*SUPPLIED MATERIAL*
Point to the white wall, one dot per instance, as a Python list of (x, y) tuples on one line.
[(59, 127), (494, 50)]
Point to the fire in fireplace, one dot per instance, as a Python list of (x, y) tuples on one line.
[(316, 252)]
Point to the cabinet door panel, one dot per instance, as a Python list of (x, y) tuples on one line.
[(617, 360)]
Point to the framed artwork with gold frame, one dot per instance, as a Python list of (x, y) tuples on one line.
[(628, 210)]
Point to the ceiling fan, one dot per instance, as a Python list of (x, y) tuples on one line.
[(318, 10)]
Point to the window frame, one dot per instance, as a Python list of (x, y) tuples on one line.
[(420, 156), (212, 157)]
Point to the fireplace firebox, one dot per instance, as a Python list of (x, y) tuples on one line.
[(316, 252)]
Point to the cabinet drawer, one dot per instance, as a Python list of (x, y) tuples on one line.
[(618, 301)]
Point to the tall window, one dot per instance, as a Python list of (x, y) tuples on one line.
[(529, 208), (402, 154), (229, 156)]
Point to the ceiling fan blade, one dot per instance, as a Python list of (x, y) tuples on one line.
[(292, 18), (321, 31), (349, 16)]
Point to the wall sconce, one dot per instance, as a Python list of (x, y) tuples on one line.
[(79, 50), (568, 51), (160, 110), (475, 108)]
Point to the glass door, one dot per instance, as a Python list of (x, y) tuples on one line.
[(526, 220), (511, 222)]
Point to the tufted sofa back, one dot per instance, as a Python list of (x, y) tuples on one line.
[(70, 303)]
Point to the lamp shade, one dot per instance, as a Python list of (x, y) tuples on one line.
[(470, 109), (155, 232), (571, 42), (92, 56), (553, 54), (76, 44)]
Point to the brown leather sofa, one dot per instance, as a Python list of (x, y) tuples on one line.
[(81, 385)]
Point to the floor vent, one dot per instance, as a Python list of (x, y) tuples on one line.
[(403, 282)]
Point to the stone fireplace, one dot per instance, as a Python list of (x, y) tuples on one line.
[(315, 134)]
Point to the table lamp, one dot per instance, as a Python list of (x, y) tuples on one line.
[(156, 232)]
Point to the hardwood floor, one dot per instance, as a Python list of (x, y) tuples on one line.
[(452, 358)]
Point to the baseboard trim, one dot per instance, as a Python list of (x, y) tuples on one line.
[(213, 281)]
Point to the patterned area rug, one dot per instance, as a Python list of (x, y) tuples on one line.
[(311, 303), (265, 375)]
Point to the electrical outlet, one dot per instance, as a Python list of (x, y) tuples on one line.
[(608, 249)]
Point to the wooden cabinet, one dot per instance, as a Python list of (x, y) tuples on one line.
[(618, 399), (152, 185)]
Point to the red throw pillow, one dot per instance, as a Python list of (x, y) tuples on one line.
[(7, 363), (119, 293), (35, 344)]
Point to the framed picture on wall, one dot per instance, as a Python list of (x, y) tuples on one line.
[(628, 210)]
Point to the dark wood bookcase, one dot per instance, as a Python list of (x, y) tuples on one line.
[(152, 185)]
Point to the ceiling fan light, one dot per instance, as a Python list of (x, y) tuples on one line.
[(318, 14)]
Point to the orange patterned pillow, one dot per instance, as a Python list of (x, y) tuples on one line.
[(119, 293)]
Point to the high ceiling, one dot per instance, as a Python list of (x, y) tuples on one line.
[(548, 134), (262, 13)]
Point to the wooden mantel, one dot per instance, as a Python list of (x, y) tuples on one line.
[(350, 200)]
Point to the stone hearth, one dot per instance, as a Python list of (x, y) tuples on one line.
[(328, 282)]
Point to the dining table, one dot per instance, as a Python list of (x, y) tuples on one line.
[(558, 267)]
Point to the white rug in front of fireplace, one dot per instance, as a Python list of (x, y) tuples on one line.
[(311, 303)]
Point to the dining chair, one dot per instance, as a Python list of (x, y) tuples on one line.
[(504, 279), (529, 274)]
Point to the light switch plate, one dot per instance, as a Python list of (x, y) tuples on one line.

*EXERCISE INSTRUCTIONS*
Print from the line containing "Point to the high" to the last line above, exactly as written.

*REPLY TO THE TASK*
Point to the high ceiling, one dot per instance, as a Python list of (x, y) tuples on one line.
[(548, 134), (262, 13)]
Point to the wooden mantel, one dot per instance, as a Python list of (x, y) tuples on one line.
[(350, 200)]
Point to the stone hearth, one dot per instance, as a Python list of (x, y) tuples on one line.
[(328, 282)]
Point to the dining table, one dot per instance, as a Python list of (x, y) tuples on one line.
[(558, 267)]
Point to the white rug in front of fireplace, one dot per instance, as a Python list of (x, y) tuples on one line.
[(311, 303)]
Point to the dining chair, one dot per instance, as a Python list of (x, y) tuples on one line.
[(504, 279), (529, 274)]
Point to the light switch plate, one dot per instance, as a Python list of (x, y) tuples on one line.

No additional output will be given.